§ **Required task**
Print, without any change, the lines of the records from the line with "Tell me if any stone" to the line with "427 222 469 240", both of those lines included.
====================
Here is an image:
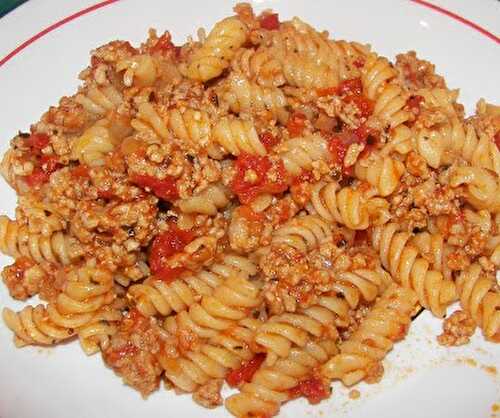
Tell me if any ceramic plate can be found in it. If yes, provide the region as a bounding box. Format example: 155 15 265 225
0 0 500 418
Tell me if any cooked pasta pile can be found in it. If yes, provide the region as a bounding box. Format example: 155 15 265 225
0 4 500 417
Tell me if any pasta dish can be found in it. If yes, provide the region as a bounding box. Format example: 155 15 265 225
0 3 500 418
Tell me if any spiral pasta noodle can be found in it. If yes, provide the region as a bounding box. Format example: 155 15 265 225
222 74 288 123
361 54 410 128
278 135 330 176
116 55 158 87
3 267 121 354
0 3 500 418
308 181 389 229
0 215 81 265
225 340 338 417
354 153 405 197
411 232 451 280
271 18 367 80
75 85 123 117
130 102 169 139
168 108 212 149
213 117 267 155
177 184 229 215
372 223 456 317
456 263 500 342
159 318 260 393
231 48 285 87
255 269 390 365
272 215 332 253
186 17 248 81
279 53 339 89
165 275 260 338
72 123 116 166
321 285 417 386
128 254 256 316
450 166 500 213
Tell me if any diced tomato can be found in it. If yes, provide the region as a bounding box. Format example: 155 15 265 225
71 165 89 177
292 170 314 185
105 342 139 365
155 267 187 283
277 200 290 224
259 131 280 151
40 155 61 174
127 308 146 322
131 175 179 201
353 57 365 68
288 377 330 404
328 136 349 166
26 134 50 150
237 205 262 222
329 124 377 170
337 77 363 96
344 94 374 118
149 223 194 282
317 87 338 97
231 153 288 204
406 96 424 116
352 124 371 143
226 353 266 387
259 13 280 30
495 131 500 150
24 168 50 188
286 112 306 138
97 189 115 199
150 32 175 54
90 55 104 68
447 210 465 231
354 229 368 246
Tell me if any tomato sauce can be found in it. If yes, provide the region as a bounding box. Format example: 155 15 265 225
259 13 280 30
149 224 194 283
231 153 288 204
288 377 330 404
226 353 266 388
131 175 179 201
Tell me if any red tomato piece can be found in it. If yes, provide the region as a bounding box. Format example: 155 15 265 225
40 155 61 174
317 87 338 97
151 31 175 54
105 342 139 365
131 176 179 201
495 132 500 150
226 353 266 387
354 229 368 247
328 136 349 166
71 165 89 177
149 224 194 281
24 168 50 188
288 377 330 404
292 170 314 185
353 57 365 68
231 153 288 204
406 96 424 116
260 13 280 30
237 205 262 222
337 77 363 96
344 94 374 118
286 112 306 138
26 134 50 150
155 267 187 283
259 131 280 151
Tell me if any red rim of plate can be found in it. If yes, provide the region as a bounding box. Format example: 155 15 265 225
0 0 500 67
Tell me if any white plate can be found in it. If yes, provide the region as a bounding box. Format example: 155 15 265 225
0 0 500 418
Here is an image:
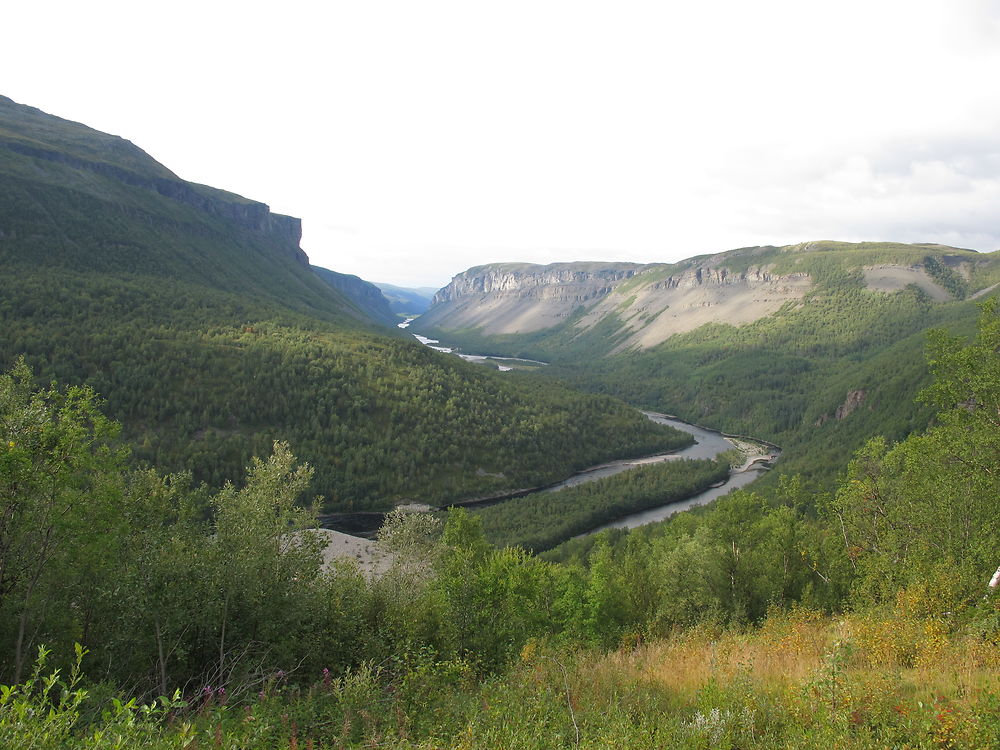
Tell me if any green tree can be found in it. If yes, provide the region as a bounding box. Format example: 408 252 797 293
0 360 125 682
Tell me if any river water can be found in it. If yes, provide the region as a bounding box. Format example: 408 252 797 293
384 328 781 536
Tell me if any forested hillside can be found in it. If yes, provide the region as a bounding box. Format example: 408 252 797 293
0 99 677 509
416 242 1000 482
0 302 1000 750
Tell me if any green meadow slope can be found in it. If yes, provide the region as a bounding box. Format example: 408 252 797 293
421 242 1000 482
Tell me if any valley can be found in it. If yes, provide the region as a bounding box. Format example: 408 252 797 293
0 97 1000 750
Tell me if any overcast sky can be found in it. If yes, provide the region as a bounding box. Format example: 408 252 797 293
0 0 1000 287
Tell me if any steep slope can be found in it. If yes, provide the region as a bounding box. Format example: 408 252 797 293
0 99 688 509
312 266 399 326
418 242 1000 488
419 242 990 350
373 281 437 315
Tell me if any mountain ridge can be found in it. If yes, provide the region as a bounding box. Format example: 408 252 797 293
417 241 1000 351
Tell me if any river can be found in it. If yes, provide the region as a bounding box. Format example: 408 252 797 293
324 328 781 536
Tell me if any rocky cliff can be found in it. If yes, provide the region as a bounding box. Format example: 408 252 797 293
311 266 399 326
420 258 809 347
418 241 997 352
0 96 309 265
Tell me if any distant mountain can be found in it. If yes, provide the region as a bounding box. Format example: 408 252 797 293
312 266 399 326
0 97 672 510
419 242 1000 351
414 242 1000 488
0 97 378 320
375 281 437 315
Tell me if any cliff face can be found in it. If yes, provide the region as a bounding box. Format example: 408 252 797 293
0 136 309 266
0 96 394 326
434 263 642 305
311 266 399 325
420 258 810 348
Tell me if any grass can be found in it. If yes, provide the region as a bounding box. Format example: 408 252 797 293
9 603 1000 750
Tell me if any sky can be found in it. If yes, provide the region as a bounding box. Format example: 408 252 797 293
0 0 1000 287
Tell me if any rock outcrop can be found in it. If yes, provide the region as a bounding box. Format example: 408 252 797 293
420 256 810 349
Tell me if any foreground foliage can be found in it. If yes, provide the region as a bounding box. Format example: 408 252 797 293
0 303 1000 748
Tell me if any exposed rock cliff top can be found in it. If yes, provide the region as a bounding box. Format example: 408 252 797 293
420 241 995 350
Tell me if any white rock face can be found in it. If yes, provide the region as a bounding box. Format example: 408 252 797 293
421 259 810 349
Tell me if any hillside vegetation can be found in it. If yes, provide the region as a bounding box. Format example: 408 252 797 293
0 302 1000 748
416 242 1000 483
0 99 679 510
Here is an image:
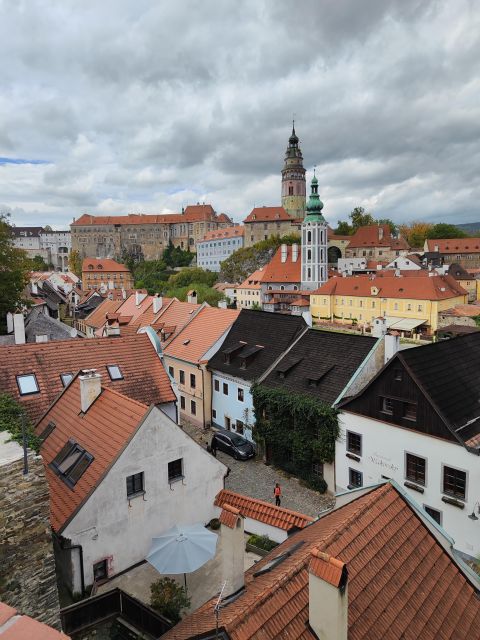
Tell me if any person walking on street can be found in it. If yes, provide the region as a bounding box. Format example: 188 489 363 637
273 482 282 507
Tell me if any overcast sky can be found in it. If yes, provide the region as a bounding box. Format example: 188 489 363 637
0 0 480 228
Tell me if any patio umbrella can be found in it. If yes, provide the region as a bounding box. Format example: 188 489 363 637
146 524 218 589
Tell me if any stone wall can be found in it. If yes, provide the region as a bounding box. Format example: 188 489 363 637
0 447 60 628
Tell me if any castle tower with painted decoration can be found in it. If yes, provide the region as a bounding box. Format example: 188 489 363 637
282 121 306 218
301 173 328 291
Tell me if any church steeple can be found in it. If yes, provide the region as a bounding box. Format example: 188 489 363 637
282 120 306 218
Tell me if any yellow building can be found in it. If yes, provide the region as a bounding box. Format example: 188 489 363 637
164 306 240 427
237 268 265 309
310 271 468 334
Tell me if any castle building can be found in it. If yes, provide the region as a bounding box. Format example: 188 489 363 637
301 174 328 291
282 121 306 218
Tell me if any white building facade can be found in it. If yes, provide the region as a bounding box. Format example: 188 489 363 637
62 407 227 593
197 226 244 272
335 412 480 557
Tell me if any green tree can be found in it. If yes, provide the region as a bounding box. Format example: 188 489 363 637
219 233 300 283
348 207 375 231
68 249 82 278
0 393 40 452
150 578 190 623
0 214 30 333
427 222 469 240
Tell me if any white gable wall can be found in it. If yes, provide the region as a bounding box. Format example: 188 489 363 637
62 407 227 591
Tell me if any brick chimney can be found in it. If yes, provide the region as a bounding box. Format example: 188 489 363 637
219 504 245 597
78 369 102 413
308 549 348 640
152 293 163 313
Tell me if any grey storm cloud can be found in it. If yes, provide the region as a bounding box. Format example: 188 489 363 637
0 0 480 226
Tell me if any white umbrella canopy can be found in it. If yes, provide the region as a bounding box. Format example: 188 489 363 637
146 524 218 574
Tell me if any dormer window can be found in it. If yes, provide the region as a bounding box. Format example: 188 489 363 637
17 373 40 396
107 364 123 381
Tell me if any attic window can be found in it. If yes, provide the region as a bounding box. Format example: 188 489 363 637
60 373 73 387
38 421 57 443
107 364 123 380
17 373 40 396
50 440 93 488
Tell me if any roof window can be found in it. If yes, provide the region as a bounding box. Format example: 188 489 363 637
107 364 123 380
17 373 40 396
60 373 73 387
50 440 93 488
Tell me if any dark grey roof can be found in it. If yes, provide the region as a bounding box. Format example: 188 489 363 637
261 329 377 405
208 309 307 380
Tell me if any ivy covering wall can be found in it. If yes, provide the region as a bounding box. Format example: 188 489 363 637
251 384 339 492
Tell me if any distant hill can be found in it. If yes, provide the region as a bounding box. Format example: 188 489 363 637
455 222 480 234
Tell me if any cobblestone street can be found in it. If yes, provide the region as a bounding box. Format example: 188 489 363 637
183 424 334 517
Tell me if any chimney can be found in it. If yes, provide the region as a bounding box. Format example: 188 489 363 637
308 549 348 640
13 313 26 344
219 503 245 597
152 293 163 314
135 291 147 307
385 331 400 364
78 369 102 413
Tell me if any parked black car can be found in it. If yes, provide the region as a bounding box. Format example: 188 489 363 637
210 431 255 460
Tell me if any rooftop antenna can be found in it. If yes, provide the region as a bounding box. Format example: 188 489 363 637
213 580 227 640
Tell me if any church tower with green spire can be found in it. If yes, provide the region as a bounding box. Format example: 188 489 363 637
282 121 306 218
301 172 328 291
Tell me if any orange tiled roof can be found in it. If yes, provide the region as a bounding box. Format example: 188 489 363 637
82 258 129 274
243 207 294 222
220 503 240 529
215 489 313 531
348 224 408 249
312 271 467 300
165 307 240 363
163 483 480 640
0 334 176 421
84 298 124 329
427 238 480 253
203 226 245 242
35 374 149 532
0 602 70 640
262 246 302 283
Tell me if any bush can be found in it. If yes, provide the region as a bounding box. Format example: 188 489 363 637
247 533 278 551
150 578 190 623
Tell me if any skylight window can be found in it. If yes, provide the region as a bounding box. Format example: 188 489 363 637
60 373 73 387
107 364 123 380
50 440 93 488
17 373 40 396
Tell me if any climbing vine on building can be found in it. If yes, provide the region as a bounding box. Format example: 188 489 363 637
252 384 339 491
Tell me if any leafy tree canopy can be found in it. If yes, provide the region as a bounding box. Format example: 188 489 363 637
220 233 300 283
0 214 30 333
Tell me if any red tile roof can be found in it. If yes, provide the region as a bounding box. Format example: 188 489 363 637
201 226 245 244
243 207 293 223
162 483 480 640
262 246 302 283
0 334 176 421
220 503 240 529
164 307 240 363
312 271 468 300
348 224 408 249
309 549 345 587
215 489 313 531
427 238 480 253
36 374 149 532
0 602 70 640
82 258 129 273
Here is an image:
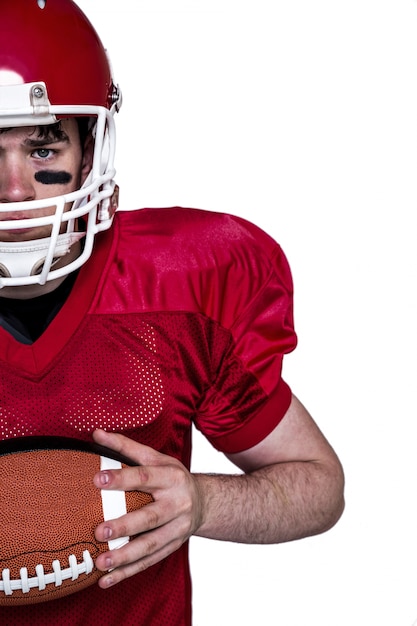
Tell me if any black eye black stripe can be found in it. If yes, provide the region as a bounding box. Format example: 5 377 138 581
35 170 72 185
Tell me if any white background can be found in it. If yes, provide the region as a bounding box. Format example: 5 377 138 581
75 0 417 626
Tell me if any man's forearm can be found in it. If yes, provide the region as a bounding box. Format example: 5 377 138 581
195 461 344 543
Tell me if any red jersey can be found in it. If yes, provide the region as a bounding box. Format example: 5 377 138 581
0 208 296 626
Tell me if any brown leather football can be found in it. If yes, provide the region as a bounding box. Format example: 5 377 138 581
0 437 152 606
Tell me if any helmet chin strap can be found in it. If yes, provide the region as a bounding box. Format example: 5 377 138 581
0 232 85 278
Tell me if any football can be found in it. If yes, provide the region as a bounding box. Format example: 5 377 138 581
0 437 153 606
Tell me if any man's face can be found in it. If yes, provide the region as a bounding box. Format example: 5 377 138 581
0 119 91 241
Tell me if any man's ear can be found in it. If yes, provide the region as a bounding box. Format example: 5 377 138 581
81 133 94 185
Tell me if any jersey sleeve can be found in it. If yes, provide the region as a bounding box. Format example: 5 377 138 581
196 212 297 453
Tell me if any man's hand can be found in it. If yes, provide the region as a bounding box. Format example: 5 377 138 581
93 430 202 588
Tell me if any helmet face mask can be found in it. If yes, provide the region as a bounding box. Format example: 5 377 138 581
====================
§ **Expected answer**
Tell me if any stone wall can be found in it. If yes, provide the region as a bounding box. Format example: 188 489 363 637
0 447 60 628
Tell me if any castle tower with painted decoration can be found in it. If yes, provide the region as a bounding box. Format example: 188 489 363 637
282 121 306 218
301 173 328 291
Tell me if any church steeple can be found in it. If yes, provide the region as a bounding box. Format example: 188 489 363 637
282 120 306 218
Tell me if any yellow building can be found in it. If yes, provide the region as a bounding box. Format example: 188 489 363 637
164 306 240 427
237 268 265 309
310 271 468 334
Tell me if any castle building can be found in it. If yes, provide the region as a bounding box. Format example: 188 489 363 637
301 174 328 291
282 121 306 218
Tell me if any white building facade can be found in it. If yes, provide the region as a bounding box. Format example: 188 489 363 637
62 407 227 593
197 226 244 272
335 412 480 557
Tell me if any green tree can be found in it. If yes, provide the region as a bounding box. Format example: 188 489 363 637
219 233 300 283
348 207 375 231
68 249 82 278
0 393 40 452
150 578 190 623
0 214 30 333
427 222 469 240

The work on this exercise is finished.